§ Exercise details: Copy the following material verbatim, line for line.

Collected data entries
..........

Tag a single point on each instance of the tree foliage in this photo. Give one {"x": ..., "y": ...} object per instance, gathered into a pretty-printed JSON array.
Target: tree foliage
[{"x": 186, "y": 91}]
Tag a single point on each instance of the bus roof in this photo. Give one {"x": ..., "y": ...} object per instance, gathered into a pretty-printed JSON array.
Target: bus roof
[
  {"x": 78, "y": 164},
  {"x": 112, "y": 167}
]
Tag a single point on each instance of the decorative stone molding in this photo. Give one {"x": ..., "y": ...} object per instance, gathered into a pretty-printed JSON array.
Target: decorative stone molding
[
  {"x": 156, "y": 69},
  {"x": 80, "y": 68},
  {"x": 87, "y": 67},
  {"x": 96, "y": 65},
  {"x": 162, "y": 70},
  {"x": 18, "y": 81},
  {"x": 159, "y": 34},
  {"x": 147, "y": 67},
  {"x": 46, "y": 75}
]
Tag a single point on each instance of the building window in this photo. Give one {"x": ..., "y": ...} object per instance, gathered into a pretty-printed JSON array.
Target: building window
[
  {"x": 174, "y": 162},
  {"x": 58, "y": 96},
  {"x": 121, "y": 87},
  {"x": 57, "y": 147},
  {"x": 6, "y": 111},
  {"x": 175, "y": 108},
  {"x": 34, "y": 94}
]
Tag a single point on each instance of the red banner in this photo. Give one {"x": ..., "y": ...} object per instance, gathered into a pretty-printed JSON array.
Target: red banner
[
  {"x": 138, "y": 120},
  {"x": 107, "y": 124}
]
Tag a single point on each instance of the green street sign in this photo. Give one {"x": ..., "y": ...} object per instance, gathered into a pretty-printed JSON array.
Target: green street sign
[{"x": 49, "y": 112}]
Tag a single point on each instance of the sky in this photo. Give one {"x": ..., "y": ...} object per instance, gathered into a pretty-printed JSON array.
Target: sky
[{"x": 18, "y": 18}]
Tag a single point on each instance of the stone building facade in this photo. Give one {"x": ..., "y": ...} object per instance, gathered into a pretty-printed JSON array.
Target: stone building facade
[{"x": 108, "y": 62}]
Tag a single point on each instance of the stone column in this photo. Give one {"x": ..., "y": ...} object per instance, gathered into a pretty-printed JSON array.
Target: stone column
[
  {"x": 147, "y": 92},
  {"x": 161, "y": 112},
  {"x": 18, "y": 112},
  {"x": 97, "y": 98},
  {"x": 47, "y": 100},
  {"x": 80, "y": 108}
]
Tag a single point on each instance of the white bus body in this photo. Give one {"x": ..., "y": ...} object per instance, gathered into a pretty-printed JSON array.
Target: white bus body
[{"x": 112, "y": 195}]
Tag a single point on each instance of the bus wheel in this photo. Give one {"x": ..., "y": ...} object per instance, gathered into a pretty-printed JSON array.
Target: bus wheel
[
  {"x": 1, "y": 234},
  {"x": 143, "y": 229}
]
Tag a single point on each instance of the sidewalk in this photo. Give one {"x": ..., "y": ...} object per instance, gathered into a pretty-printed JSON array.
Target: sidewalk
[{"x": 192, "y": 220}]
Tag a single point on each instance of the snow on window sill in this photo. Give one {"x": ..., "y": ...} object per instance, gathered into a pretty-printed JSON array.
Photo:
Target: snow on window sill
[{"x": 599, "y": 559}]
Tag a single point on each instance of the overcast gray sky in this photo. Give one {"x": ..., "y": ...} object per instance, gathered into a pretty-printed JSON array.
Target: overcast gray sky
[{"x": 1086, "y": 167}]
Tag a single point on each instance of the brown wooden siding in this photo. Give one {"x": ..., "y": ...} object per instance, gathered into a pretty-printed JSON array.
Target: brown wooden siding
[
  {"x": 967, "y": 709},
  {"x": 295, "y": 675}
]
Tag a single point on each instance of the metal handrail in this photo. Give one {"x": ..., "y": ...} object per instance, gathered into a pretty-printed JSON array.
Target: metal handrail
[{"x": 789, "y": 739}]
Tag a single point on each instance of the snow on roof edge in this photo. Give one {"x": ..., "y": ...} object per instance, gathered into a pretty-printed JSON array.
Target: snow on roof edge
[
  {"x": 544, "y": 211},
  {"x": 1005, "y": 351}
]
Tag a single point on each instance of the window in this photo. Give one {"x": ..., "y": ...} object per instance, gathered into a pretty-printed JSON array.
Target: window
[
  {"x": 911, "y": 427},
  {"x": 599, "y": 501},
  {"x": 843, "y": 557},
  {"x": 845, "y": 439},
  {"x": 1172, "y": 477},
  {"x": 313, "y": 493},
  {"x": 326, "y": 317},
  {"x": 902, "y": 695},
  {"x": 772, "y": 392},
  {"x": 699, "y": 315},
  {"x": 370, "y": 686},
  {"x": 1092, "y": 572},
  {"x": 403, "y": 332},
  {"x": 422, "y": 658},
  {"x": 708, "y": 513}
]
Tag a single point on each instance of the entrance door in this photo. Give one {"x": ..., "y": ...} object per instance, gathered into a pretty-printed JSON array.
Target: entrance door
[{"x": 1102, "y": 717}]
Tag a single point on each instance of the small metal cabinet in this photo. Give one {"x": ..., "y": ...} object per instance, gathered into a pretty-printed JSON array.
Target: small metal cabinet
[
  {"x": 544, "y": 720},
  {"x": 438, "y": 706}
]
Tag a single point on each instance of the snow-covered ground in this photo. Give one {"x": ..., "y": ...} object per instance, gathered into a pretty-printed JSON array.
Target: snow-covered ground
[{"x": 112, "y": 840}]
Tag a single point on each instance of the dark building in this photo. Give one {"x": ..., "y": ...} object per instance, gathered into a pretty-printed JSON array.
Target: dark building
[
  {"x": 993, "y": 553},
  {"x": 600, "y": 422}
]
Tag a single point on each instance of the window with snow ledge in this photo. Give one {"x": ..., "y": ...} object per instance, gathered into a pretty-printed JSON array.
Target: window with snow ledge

..........

§ Output:
Tag a single point on each instance of the tree foliage in this photo. Give one {"x": ..., "y": ...} object per instance, gathered into a pretty-printed JSON array.
Target: tree foliage
[{"x": 186, "y": 91}]
Tag a single point on each instance of the bus roof in this photo. Give one {"x": ..., "y": ...} object per instance, gathered into a pretty-printed JSON array.
Target: bus roof
[
  {"x": 78, "y": 164},
  {"x": 112, "y": 167}
]
Tag a single point on each instance of the decorative stone molding in this photo. Give one {"x": ..., "y": ...} object per instance, gathered into a pretty-printed JSON array.
Target: decorative stone molding
[
  {"x": 156, "y": 69},
  {"x": 80, "y": 68},
  {"x": 87, "y": 67},
  {"x": 96, "y": 65},
  {"x": 162, "y": 70},
  {"x": 18, "y": 81},
  {"x": 159, "y": 34},
  {"x": 147, "y": 67},
  {"x": 46, "y": 75}
]
Tag a single point on each instance of the building window in this photo. Give one {"x": ..., "y": ...} object per instance, gathered into a pretty-printed JSON array.
Target: building window
[
  {"x": 174, "y": 162},
  {"x": 58, "y": 96},
  {"x": 121, "y": 87},
  {"x": 57, "y": 147},
  {"x": 6, "y": 111},
  {"x": 175, "y": 108},
  {"x": 34, "y": 94}
]
Tag a single point on each instance of the red banner in this photo. Give one {"x": ..., "y": ...} object per instance, gathered into a pretty-printed JSON array.
Target: red banner
[
  {"x": 138, "y": 120},
  {"x": 107, "y": 124}
]
Tag a single point on each instance of the green street sign in this photo. Give one {"x": ..., "y": ...} object per instance, gathered into a pretty-printed JSON array.
Target: green street sign
[{"x": 49, "y": 112}]
Tag a single point on each instance of the sky in this photo. Give one {"x": ..., "y": ...} object per instance, gathered into a pretty-printed JSON array.
Target: sky
[{"x": 18, "y": 18}]
Tag a single point on each instance of the stone building facade in this photo. Give one {"x": ..., "y": ...} object per instance, gathered into a pretty-printed JSON array.
Target: stone building facade
[{"x": 108, "y": 62}]
Tag a single point on each instance of the stone column in this photo. Give one {"x": ..., "y": ...} object per instance, gathered into a pretty-printed JSON array.
Target: stone column
[
  {"x": 147, "y": 92},
  {"x": 161, "y": 112},
  {"x": 18, "y": 112},
  {"x": 97, "y": 98},
  {"x": 47, "y": 100},
  {"x": 80, "y": 108}
]
Tag a single point on each instance of the white bus body in this photo. Give one {"x": ..., "y": ...} object per instance, gathered into a pretty-printed JSON array.
Target: white bus body
[{"x": 112, "y": 195}]
Tag a single point on each instance of the bus wheel in this photo. Give one {"x": ..., "y": ...} object per instance, gathered into a pretty-printed JSON array.
Target: bus wheel
[
  {"x": 1, "y": 234},
  {"x": 143, "y": 229}
]
Tag a single point on each instance of the sidewalk in this photo. Give one {"x": ..., "y": ...} object per instance, gathered into a pretty-printed JSON array.
Target: sidewalk
[{"x": 192, "y": 220}]
Tag a single point on each instance of the snow on window sill in this photo. Give one {"x": ..., "y": ...} object per instance, gathered into a pretty-printed JSON array.
Photo:
Target: snow on window sill
[{"x": 599, "y": 559}]
Tag a single point on each instance of the overcast gray sky in this photo. Give one {"x": ..., "y": ...} object per instance, gathered into a pretty-printed JSON array.
Target: overcast gray sky
[{"x": 1086, "y": 167}]
Tag a single point on each instance of the brown wooden siding in this photo. Give one {"x": ..., "y": ...} object per instance, gathered into a pretty-printed JSON array.
Target: brown wooden siding
[
  {"x": 967, "y": 709},
  {"x": 295, "y": 675}
]
Tag a single point on each instance of the metal handrail in this photo. Give one {"x": ..., "y": ...} object per instance, gathered into a pretty-printed JSON array.
Target: metal handrail
[{"x": 789, "y": 739}]
Tag a single point on each instance of the snow on roof edge in this photo. Give one {"x": ..., "y": ...} object per instance, gathered into a pretty-printed JSON array.
Target: snow on roof edge
[
  {"x": 544, "y": 211},
  {"x": 1005, "y": 351}
]
Tag a single point on each instance of the window in this photo. Give one {"x": ..., "y": ...} object per instance, gathered into a pretty-printed JSON array.
Target: window
[
  {"x": 911, "y": 427},
  {"x": 599, "y": 501},
  {"x": 843, "y": 557},
  {"x": 845, "y": 439},
  {"x": 1172, "y": 477},
  {"x": 313, "y": 493},
  {"x": 326, "y": 317},
  {"x": 902, "y": 695},
  {"x": 772, "y": 392},
  {"x": 699, "y": 315},
  {"x": 370, "y": 686},
  {"x": 1092, "y": 572},
  {"x": 403, "y": 332},
  {"x": 422, "y": 658},
  {"x": 708, "y": 513}
]
Tag a single point on each instance of the entrance door in this photo. Give one {"x": ..., "y": ...} object per instance, gathered into a pretty-printed JSON array.
Target: entrance door
[{"x": 1102, "y": 717}]
Tag a single point on each instance of the small metal cabinet in this photo. Give one {"x": ..., "y": ...} object per instance, gathered into a pretty-printed JSON array.
Target: small metal cabinet
[
  {"x": 544, "y": 720},
  {"x": 438, "y": 706}
]
Tag a single point on each instance of the snow-covered ground in this photo. Give one {"x": ..., "y": ...} object per instance, gathered into a pretty-printed JSON array.
Target: snow-covered ground
[{"x": 112, "y": 840}]
Tag a single point on each instance of the dark building in this photo. Give one {"x": ..., "y": ...} object per instance, gathered into a pretty-printed JSON array.
Target: dark building
[
  {"x": 993, "y": 553},
  {"x": 600, "y": 422}
]
Tag a single point on each instance of the window with snow ledge in this photo. Give one {"x": ..., "y": ...} object per instance, gathered into a pretty-printed JSON array.
Target: window with snow ledge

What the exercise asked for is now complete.